A word-for-word transcript of the closing lines is required: from the one with "Target: entrance door" through the final line of the data.

## Given records:
══════════

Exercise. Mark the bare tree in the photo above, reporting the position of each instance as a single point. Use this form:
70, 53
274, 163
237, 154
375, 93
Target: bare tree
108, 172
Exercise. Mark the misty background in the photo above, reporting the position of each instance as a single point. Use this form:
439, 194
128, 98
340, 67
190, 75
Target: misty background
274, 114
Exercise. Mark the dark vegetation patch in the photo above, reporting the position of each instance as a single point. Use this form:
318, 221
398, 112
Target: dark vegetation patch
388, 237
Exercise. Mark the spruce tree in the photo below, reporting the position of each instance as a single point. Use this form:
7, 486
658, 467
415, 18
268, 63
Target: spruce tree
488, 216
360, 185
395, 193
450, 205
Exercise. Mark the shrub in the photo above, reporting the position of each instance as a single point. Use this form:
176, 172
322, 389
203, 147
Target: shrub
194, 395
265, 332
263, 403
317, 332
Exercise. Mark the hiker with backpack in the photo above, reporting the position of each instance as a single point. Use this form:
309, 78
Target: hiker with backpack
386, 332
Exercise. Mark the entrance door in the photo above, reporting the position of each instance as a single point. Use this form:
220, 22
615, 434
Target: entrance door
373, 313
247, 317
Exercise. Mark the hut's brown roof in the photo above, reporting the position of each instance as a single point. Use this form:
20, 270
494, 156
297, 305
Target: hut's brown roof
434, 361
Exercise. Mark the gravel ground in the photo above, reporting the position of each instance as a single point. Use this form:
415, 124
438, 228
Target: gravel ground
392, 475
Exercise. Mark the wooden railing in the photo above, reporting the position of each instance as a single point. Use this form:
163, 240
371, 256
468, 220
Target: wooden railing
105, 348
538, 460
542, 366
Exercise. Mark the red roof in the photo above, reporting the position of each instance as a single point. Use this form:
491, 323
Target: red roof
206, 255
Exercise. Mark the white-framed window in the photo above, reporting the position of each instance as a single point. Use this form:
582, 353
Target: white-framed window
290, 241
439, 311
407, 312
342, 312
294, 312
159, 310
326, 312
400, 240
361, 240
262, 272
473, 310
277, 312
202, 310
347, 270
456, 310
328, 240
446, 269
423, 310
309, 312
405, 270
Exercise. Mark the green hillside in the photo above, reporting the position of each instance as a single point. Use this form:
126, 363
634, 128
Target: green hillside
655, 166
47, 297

══════════

## Answer to the problem:
Target: entrance door
373, 313
247, 317
Exercise. Mark the hut's brown roof in the photo above, reporting the position of each instance as a single point. Use this form:
20, 270
494, 156
297, 305
Target: hut's brown roof
434, 361
Exercise. Mark the gravel ground in the photo above, reporting the position of each instance as a single point. Use this form:
415, 124
438, 228
Target: gravel ground
392, 475
Exercise. Mark the wooden railing in the photo above, reporting the position of each instance as a single point. Use this form:
163, 240
371, 256
468, 220
Target: wooden railing
105, 348
538, 460
542, 366
Exercise. Mark the red roof in the photo above, reporting the position of each instance as a single point. Use this form:
491, 323
Target: red roof
206, 255
Exercise. Mark the white-framed window in the photo above, reporting the position of each instance as a single point. Use this form:
582, 353
Target: white-framed window
290, 241
439, 311
407, 312
342, 312
294, 312
159, 310
326, 312
400, 240
361, 240
262, 272
473, 310
277, 312
202, 310
347, 270
456, 310
328, 240
446, 269
423, 310
309, 312
405, 270
Exercise. Mark the green hillside in the photo above, reporting the position of each instance as a single point. Use this form:
126, 363
634, 128
Target: green hillside
655, 166
47, 297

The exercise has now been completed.